→ **THE TASK**: Write out the entries exactly. None of the pictures should appear in the copy.

→ **SUPPLIED ENTRIES**:
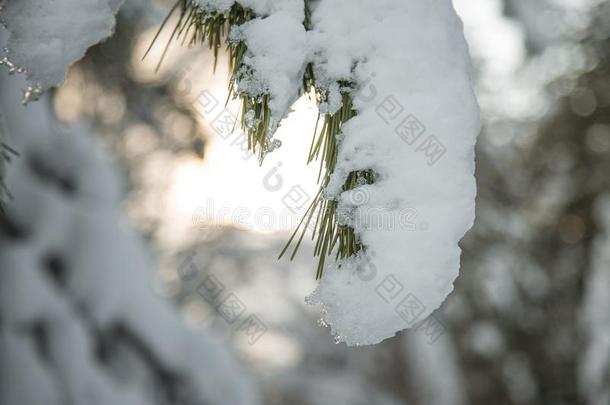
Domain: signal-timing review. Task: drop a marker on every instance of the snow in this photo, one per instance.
(595, 363)
(47, 36)
(75, 279)
(422, 204)
(425, 76)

→ **SOLUTION FOR THIS PROBLEM**:
Domain: signal-timing review. Task: drop a marker on every instance of the snow in this photo, one per instance.
(595, 363)
(47, 36)
(75, 279)
(422, 204)
(425, 76)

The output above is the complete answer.